## Records supplied
· · · · · · ·

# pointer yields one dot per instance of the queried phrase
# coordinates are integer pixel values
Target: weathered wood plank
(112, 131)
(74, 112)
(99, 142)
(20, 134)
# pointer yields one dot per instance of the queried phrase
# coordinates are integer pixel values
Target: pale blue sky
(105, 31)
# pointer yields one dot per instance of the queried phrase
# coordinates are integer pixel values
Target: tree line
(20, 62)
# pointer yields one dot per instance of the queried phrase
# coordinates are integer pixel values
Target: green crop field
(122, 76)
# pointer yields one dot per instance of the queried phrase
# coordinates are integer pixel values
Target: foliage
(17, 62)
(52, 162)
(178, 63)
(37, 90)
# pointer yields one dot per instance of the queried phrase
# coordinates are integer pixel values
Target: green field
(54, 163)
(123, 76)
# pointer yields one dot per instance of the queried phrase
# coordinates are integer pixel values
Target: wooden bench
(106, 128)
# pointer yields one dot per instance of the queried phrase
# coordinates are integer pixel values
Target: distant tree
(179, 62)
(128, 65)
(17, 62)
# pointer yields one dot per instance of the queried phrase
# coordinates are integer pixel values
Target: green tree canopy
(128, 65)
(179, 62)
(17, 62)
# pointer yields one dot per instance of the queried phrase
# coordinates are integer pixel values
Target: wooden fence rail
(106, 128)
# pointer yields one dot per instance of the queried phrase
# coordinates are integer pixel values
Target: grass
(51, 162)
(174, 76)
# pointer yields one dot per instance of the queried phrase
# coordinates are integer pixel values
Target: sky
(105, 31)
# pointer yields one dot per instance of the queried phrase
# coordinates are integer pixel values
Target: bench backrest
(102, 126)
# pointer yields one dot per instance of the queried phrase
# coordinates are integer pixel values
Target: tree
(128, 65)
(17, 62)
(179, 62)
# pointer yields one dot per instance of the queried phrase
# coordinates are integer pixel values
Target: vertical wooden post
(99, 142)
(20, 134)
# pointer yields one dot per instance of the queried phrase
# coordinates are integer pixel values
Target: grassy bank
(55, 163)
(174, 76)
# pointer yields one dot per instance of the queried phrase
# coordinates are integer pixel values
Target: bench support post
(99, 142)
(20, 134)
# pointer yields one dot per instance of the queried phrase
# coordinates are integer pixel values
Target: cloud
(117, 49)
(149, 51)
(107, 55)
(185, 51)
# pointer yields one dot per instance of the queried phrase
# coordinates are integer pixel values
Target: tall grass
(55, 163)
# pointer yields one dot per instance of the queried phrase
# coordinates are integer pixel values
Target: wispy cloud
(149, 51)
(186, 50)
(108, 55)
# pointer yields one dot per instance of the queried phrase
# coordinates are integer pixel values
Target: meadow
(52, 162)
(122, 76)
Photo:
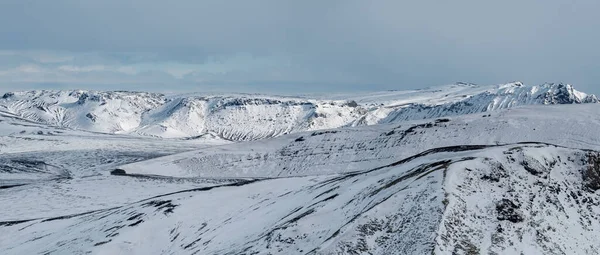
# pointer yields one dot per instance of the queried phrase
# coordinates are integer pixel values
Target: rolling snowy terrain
(459, 169)
(241, 117)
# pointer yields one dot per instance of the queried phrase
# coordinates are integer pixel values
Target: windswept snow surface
(412, 172)
(243, 117)
(525, 198)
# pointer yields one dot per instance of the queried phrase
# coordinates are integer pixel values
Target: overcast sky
(296, 46)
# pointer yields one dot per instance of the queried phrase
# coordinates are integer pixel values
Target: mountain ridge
(242, 117)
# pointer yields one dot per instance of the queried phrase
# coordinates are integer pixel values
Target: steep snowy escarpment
(243, 117)
(107, 112)
(514, 199)
(357, 148)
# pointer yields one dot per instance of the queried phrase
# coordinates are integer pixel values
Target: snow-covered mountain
(243, 117)
(513, 199)
(501, 180)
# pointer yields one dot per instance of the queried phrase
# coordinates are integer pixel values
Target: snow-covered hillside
(243, 117)
(358, 148)
(501, 180)
(514, 199)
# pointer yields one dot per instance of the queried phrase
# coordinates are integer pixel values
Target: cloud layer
(299, 45)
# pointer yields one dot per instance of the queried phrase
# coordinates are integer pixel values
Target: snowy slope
(510, 181)
(243, 117)
(357, 148)
(524, 198)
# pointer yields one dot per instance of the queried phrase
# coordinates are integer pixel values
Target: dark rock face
(508, 210)
(118, 172)
(8, 95)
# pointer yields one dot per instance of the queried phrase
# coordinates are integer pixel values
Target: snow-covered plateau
(457, 169)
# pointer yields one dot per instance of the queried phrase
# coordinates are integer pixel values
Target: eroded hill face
(252, 117)
(529, 198)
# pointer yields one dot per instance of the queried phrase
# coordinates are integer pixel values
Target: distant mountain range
(240, 117)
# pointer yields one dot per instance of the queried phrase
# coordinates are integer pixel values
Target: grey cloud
(377, 44)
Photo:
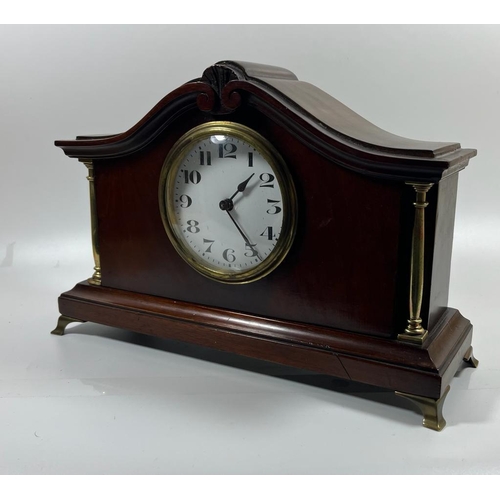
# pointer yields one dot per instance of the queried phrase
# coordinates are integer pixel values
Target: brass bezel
(276, 162)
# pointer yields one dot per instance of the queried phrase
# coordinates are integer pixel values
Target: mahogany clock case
(340, 298)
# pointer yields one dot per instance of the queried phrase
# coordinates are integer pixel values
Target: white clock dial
(229, 202)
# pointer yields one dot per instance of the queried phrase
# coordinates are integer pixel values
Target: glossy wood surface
(340, 298)
(384, 363)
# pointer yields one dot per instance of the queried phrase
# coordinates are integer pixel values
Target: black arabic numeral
(267, 180)
(193, 226)
(209, 243)
(207, 155)
(268, 232)
(194, 176)
(228, 255)
(185, 200)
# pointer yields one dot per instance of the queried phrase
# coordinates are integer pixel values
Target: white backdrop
(425, 82)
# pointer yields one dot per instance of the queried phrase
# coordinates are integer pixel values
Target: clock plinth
(253, 213)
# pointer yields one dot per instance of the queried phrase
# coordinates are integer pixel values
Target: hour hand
(247, 241)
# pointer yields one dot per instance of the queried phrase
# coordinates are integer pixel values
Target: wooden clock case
(367, 275)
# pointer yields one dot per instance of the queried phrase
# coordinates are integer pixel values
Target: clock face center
(230, 205)
(226, 205)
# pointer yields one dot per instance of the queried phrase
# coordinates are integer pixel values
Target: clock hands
(227, 205)
(247, 241)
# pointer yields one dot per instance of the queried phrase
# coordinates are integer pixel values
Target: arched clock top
(303, 110)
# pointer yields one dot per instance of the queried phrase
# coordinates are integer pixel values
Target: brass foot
(470, 359)
(432, 409)
(63, 322)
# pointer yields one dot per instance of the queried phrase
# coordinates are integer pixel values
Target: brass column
(96, 277)
(415, 332)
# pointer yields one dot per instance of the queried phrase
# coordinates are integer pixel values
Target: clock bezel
(168, 174)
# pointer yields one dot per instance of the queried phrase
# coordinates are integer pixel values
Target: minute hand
(247, 241)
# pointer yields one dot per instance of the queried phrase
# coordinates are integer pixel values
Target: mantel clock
(253, 213)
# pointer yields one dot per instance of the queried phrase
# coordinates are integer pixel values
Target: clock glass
(228, 202)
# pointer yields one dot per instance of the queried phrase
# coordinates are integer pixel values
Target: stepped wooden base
(421, 373)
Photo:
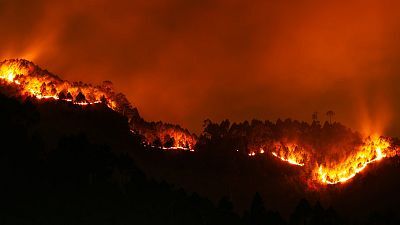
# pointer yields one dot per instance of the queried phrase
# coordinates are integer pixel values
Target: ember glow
(29, 80)
(290, 153)
(374, 149)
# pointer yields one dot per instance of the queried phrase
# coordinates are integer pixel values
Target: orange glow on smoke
(30, 80)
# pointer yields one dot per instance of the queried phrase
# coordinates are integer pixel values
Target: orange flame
(30, 80)
(374, 149)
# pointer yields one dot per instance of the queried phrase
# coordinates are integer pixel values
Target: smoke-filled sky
(183, 61)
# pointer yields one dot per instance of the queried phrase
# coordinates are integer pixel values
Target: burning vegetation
(327, 154)
(26, 79)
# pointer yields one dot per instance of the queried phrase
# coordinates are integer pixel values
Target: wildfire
(30, 80)
(374, 149)
(290, 153)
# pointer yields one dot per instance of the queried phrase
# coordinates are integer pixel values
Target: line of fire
(328, 154)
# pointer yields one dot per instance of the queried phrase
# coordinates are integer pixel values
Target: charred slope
(21, 78)
(77, 179)
(56, 166)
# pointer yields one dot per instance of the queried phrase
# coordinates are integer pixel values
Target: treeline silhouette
(78, 181)
(252, 136)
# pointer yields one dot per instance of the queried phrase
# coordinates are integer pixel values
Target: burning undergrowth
(328, 154)
(23, 79)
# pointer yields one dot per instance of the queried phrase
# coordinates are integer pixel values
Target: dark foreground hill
(64, 164)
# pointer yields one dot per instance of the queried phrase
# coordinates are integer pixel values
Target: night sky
(183, 61)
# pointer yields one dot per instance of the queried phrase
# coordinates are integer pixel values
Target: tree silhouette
(330, 114)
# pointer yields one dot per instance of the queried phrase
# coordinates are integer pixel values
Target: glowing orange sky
(184, 61)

· · · · · · ·

## Objective
Pull out every line of the records that contains the word "distant", and copy each one in full.

## Task result
Target: distant tree
Target: distant mountain range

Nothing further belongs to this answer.